→ **TEXTE EXTRAIT**
.....
Crédits photo : Révolution Permanente

Constitution ou pas : une mobilisation record pour les droits des femmes

Ce 8 mars, alors que Macron mettait en scène le « scellement » de l’inscription de l’IVG dans la Constitution place Vendôme, la journée de grève et de mobilisation féministe a été massive. D’après la CGT, 200 000 manifestant·es ont été recensé·es dans toute la France, dont 100 000 à Paris, 10 000 à Toulouse et à Lyon, 8 000 à Bordeaux ou encore 5000 à Lille, où les locaux du Planning familial avaient été tagués d’un « IVG = mort » dans la matinée. 

Même les chiffres de la préfecture le montrent : il s’agit de la plus forte participation à la Journée internationale de lutte pour les droits des femmes de ces dernières années. À titre de comparaison, en 2023 en plein mouvement de grève contre la réforme des retraites, le 8 mars avait rassemblé des « dizaines de milliers » de personnes dans la capitale d’après les organisatrices. Un chiffre qui culminait à 35 000 personnes en 2022, et à seulement « quelques milliers » avant 2020 et la pandémie.

De fait, si la nouvelle de l’inscription de l’IVG dans la Constitution a de quoi réjouir, elle n’a pas effacé des esprits les menaces qui planent aujourd’hui sur nos droits. La casse des services publics, les politiques racistes, le soutien de Macron à Depardieu sans oublier son projet de « réarmement démographique », sont autant de raisons qui ont poussé les manifestant·es féministes, parfois très jeunes et pour la première fois, à sortir dans la rue. « Réarmement féministe », « IVG, PMA : mon corps, mon choix », pouvait-on lire sur une série de pancartes, renvoyant à la nécessité de faire front dans un climat de plus en plus réactionnaire.
.....
[Données d'annotation de localisation d'objets]
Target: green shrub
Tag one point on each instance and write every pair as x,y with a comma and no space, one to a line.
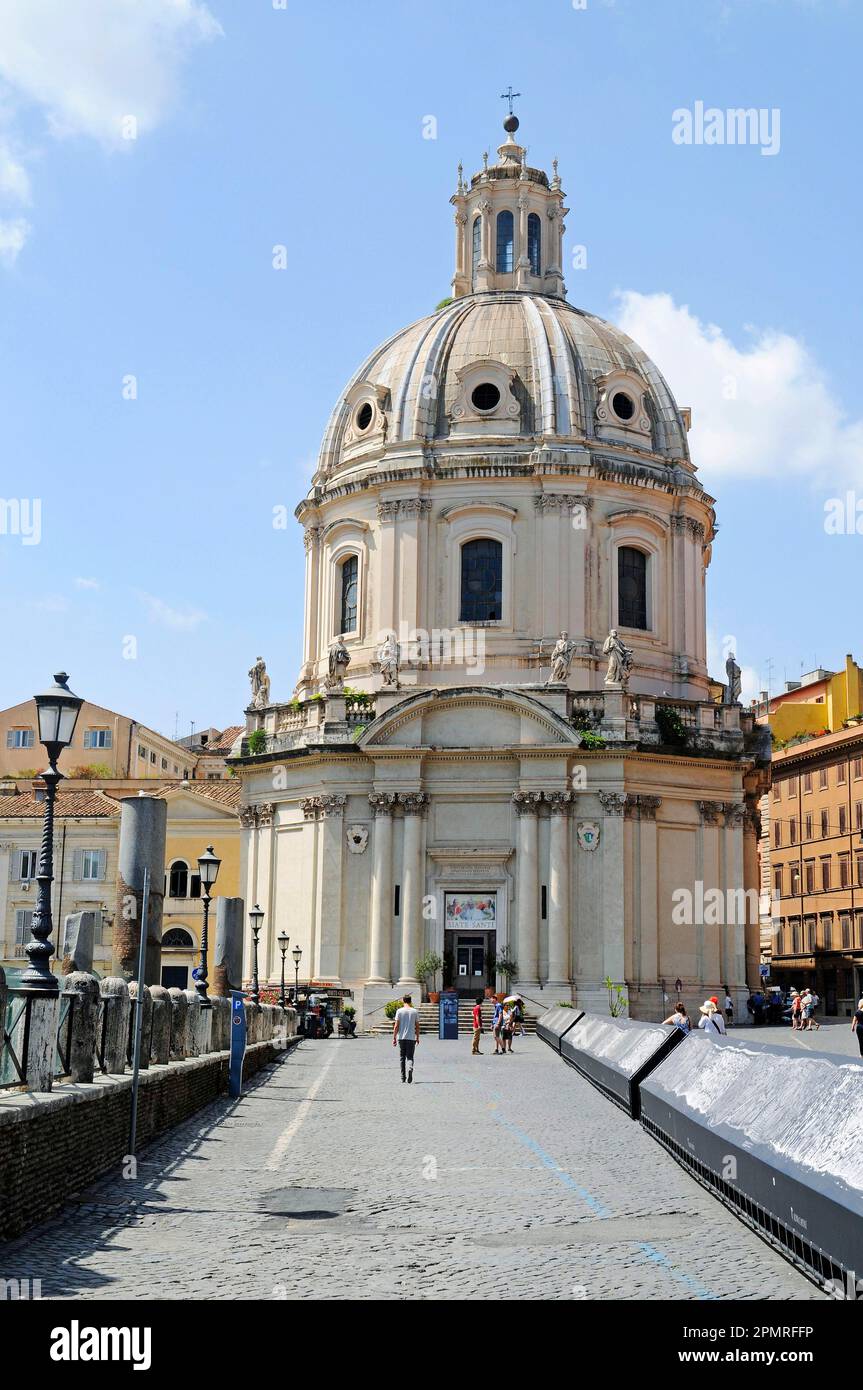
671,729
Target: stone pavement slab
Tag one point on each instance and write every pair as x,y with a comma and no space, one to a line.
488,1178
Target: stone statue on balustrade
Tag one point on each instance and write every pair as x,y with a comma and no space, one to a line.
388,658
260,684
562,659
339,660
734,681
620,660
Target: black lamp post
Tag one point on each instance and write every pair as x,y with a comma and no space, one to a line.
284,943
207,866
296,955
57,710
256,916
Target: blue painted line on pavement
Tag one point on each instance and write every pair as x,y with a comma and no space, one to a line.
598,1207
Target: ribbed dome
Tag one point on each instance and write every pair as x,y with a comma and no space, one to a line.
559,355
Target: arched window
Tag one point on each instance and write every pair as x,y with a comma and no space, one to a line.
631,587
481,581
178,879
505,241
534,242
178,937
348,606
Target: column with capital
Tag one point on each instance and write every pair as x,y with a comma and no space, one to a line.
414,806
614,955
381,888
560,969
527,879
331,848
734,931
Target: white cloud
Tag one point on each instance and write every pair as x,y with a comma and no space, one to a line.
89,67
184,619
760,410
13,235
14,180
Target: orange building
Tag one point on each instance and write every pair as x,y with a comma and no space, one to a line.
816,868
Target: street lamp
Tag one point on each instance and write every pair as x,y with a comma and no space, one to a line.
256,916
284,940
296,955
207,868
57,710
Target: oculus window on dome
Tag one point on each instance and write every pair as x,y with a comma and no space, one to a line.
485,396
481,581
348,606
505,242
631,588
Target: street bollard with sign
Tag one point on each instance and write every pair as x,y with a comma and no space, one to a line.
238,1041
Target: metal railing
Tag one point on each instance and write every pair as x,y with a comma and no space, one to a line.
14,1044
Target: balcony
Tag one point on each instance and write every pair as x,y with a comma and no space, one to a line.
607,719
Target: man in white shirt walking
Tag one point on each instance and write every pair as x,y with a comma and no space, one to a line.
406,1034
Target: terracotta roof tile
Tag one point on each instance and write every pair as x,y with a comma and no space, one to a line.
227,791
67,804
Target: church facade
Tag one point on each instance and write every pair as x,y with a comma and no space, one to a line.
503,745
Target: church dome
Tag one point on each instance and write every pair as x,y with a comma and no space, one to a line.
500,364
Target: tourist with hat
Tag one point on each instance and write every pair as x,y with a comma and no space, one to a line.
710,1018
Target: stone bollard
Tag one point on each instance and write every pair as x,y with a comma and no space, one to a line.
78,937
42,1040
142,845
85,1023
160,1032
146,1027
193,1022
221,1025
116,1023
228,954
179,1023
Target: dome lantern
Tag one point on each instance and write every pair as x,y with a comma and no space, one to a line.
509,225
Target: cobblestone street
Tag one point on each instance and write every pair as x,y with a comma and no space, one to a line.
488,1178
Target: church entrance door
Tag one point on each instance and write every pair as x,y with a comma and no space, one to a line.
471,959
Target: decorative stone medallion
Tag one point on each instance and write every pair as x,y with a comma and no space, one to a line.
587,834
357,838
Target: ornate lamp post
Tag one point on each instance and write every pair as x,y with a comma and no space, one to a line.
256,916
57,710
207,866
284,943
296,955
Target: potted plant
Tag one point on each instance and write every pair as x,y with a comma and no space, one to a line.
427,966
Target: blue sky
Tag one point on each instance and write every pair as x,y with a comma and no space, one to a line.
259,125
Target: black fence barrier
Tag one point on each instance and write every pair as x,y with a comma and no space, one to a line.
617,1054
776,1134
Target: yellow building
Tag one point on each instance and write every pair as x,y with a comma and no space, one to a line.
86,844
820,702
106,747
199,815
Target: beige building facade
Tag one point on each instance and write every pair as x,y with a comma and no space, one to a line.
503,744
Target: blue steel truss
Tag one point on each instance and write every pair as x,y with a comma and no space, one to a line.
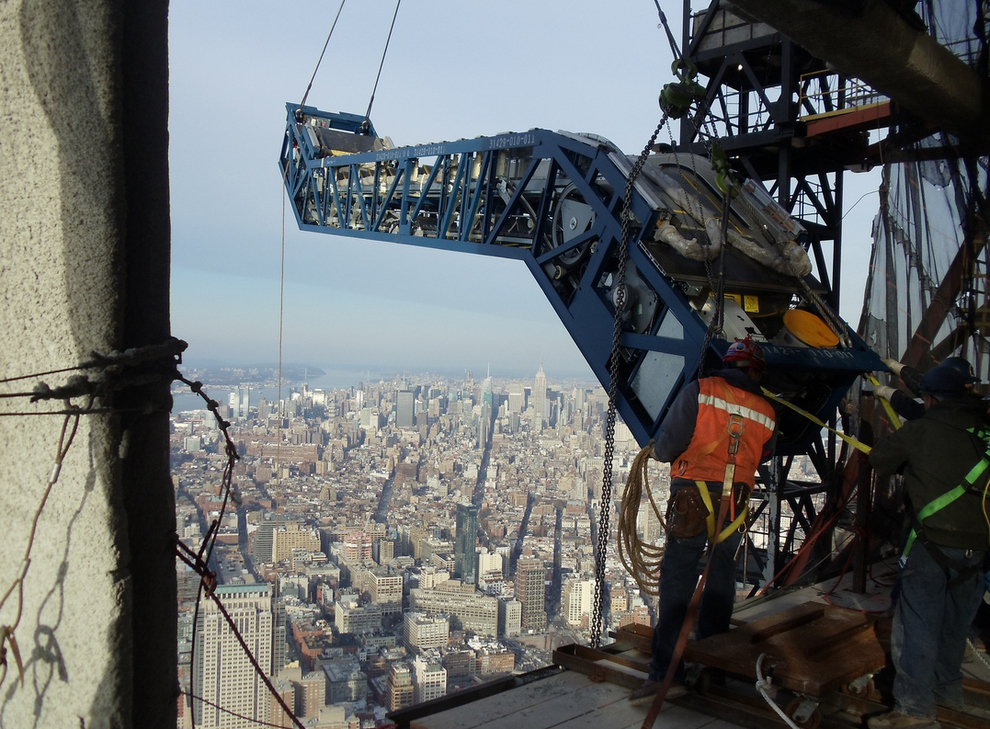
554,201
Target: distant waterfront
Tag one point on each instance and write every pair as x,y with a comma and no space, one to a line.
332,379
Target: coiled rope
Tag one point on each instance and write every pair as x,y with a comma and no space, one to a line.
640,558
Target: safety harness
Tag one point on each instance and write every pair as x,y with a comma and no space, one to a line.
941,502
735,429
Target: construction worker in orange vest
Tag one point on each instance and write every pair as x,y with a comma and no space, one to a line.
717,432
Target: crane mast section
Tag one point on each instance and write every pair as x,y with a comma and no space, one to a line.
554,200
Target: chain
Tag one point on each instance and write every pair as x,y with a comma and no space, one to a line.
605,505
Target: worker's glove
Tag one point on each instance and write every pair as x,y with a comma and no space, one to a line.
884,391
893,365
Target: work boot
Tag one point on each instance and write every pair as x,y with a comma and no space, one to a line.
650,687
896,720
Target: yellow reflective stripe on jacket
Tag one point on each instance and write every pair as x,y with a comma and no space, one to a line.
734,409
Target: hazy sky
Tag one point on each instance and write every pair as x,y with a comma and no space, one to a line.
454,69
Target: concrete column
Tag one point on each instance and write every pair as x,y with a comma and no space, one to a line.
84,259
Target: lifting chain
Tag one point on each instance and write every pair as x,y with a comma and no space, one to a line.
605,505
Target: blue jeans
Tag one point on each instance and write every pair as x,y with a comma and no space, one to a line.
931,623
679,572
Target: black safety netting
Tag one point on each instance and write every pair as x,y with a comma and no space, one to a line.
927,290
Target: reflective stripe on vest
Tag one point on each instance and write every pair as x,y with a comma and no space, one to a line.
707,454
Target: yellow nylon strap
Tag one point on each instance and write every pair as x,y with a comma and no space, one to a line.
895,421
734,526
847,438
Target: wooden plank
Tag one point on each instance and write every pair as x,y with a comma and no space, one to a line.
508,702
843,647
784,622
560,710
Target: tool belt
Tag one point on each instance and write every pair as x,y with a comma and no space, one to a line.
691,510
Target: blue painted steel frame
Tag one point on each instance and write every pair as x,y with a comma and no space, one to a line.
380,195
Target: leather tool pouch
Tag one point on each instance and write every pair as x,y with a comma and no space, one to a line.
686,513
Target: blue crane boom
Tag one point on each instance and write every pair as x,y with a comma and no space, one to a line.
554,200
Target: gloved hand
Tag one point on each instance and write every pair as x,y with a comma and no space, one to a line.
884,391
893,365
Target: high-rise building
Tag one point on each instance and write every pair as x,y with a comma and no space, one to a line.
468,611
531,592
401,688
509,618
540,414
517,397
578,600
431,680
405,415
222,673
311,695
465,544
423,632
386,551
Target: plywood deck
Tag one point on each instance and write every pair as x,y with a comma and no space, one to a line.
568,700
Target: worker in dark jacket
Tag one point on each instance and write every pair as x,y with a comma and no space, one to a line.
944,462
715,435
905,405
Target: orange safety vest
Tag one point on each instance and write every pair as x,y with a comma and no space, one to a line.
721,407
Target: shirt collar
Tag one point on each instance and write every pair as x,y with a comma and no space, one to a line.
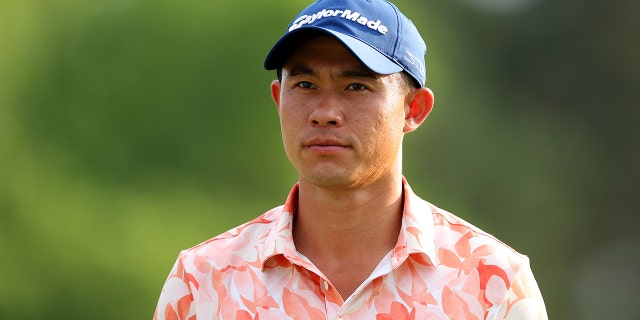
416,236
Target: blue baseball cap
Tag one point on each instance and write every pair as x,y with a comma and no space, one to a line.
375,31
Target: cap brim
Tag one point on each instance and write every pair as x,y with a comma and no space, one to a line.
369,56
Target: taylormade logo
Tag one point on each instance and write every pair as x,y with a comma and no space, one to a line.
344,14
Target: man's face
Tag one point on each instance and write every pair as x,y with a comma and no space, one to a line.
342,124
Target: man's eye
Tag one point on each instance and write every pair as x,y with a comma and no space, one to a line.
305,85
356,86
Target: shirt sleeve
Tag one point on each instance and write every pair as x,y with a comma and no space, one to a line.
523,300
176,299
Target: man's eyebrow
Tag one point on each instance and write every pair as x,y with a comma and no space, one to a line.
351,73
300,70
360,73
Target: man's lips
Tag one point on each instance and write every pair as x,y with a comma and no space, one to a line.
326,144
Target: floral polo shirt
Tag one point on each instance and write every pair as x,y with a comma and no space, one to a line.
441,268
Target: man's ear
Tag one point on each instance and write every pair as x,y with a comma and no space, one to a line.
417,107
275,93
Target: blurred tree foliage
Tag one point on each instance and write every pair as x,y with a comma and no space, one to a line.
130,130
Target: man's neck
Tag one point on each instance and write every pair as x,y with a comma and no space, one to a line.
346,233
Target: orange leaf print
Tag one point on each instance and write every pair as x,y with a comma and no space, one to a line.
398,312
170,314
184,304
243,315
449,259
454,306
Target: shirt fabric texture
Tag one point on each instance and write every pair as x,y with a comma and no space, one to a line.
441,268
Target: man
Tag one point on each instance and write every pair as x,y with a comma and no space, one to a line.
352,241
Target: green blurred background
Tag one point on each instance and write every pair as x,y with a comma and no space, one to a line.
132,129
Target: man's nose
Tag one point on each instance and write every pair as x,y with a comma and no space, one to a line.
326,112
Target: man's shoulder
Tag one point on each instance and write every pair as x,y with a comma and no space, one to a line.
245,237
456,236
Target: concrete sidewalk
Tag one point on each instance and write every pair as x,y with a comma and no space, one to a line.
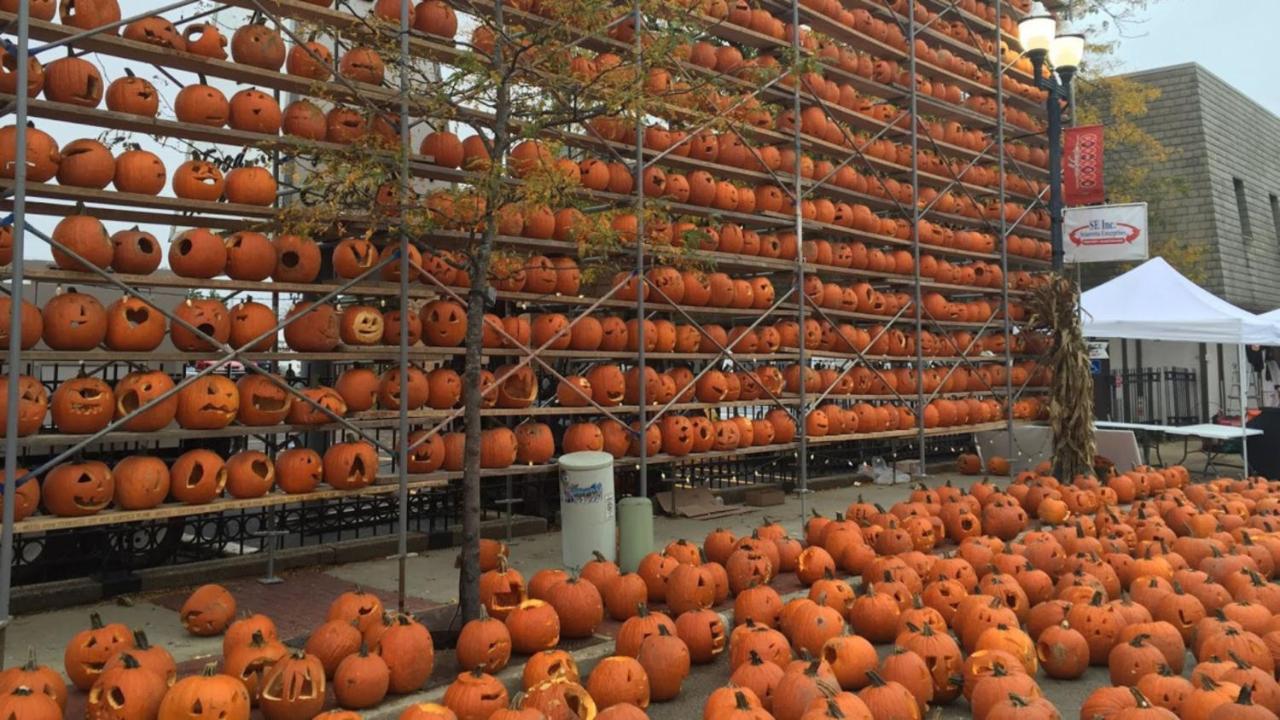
.....
→ **LISTE DES CONSIGNES**
[A] Répondez à ces questions d'après l'article sur la mobilisation féministe du 8 mars.
(i) Selon la CGT, combien de manifestant·es ont été recensé·es à Paris ?
(ii) À combien de personnes la participation au 8 mars culminait-elle en 2022 ?
(iii) Quel slogan de pancarte associe l'IVG et la PMA ?
[B] Indiquez si chaque affirmation concorde avec l'article sur la mobilisation féministe du 8 mars, en citant les mots qui le prouvent.
(i) À Lille, les locaux du Planning familial ont été tagués le matin même.
(ii) D'après la préfecture, la participation de cette année était plus faible que celle des années précédentes.
(iii) Avant 2020, le 8 mars réunissait des dizaines de milliers de personnes.
[C] Prolongez l'article sur la mobilisation féministe du 8 mars à partir de sa dernière phrase.

→ **RÉPONSES PAR CONSIGNE**
[A]
(i) 100 000 manifestant·es.
(ii) 35 000 personnes.
(iii) « IVG, PMA : mon corps, mon choix ».

[B]
(i) Oui : « les locaux du Planning familial avaient été tagués d’un « IVG = mort » dans la matinée ».
(ii) Non : « Même les chiffres de la préfecture le montrent : il s’agit de la plus forte participation ».
(iii) Non : « à seulement « quelques milliers » avant 2020 et la pandémie ».

[C]
Un discours articulé par différents secteurs à la revendication d’un investissement massif dans les services publics, à l’heure où la crise de la santé et de l’éducation entre dans ce qui semble être sa phase terminale : « Dans la santé, où nous sommes majoritairement des femmes, on a besoin de moyens et de personnels dans les hôpitaux », explique Karine, secrétaire générale CGT santé 95 au micro de Révolution Permanente. En fond, on entend chanter le cortège des travailleur·euses de l’éducation du 93, en grève reconductible depuis le 26 février pour exiger un plan d’urgence : « On est là, même si Belloubet le veut pas, nous on est là ! Pour notre éducation et contre toutes les oppressions, nous on est là ! ». Une occasion de rappeler que le combat pour rendre effectifs nos droits reproductifs ne s’arrête pas au 8 mars et se poursuit à travers la grève de l’éducation dans le 93, et dès le 19 mars dans la fonction publique au niveau national.

La cause palestinienne s’impose comme une cause féministe

Autre fait marquant de ce 8 mars, alors que le massacre des Palestiniens se poursuit et se combine aujourd’hui à une situation de famine, après que les photos des soldats de Tsahal posant avec des sous-vêtements de femmes palestiniennes ont choqué très largement, le soutien féministe au peuple palestinien s’impose comme une évidence. « Se battre pour le droit des Palestiniens, des Palestiniennes, c’est aussi un combat féministe. On ne peut pas être aveugles au sort des femmes qu’on assassine là-bas », explique une manifestante à Mediapart.

Dans de nombreuses villes, on a pu observer la foule s’émouvoir de discours dénonçant le génocide en cours : « Femme de Gaza, femme de Palestine : c’est l’humanité qu’on assassine !  ». De Marseille à Rennes et de Metz à Toulouse, les drapeaux palestiniens se sont mêlés aux drapeaux violets, et de nombreuses pancartes ont rappelé l’effroyable chiffre des plus de 30 000 personnes, dont 25 000 femmes et enfants, tuées par l’État d’Israël. À Bordeaux, l’AG féministe de Gironde à l’initiative de la manifestation a décidé d’inscrire sur la banderole de tête son soutien à la Palestine, articulé à la nécessité d’un combat antiraciste comme le souligne Le Monde : « De Gaza à la Gironde, avec ou sans papiers, on fait tourner la société ! ».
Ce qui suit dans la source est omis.